→ The exercise
Copy everything from the line containing "Could you point at the monitor bezel" down to the line containing "<point>387,612</point>", both of those lines included, reproducing each line precisely as it appears in the entries.

→ Record extracts
┌──

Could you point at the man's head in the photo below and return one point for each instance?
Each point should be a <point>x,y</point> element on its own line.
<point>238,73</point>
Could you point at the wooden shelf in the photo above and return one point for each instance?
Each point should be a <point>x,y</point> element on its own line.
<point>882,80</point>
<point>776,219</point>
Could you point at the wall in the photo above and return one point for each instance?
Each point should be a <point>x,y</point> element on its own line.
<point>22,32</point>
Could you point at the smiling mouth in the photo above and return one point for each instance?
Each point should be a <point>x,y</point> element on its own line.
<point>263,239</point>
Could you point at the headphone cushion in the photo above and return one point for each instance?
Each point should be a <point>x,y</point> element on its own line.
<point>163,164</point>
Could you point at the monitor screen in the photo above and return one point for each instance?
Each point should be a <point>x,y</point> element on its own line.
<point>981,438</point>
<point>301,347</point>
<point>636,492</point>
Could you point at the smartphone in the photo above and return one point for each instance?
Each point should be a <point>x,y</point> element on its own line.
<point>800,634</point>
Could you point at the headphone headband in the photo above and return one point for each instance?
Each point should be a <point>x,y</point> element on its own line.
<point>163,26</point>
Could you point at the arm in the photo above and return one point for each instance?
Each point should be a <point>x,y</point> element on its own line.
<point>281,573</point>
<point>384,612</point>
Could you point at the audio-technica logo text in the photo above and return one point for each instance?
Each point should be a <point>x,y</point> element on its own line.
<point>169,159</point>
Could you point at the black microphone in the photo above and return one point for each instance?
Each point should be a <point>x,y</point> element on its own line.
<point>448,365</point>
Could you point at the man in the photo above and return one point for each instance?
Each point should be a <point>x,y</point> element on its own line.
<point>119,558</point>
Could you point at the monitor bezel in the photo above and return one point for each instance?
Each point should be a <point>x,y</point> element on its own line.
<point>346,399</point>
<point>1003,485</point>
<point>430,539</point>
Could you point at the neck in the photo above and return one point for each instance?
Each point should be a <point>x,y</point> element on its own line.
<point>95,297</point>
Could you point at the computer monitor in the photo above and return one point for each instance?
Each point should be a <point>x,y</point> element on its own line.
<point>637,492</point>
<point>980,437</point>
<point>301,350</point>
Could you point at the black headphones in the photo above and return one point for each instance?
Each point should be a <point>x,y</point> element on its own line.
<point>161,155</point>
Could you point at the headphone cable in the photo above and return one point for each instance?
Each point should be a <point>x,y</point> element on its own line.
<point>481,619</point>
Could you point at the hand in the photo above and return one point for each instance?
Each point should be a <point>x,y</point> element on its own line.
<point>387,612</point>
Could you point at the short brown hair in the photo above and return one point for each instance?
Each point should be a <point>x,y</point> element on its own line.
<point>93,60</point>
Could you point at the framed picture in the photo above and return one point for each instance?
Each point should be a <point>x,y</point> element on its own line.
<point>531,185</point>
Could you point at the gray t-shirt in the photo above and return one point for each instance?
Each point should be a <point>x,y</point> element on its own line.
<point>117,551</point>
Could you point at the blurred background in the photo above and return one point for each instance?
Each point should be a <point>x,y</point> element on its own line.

└──

→ Worked solution
Could you point at the monitor bezel in the photo above and return one point for each instance?
Each point should be a <point>x,y</point> element on its own line.
<point>346,399</point>
<point>1003,485</point>
<point>430,539</point>
Could you point at the neck in the photo above and return one point for each instance?
Each point should be a <point>x,y</point> element on its own line.
<point>95,297</point>
Could you point at the computer monitor in the photo above and return one point for each instance?
Each point should be a <point>x,y</point> element on its own line.
<point>637,492</point>
<point>980,437</point>
<point>301,350</point>
Could you point at the black headphones in the photo above and return one point for each instance?
Each point should be a <point>x,y</point> element on its own line.
<point>161,155</point>
Could you point at the headphone cable in the photo above and return one point for each instance?
Each point should be a <point>x,y</point> element on its own line.
<point>481,619</point>
Could you point at the hand in the photo above and return one point for each instance?
Each point should be a <point>x,y</point> element on its own line.
<point>387,612</point>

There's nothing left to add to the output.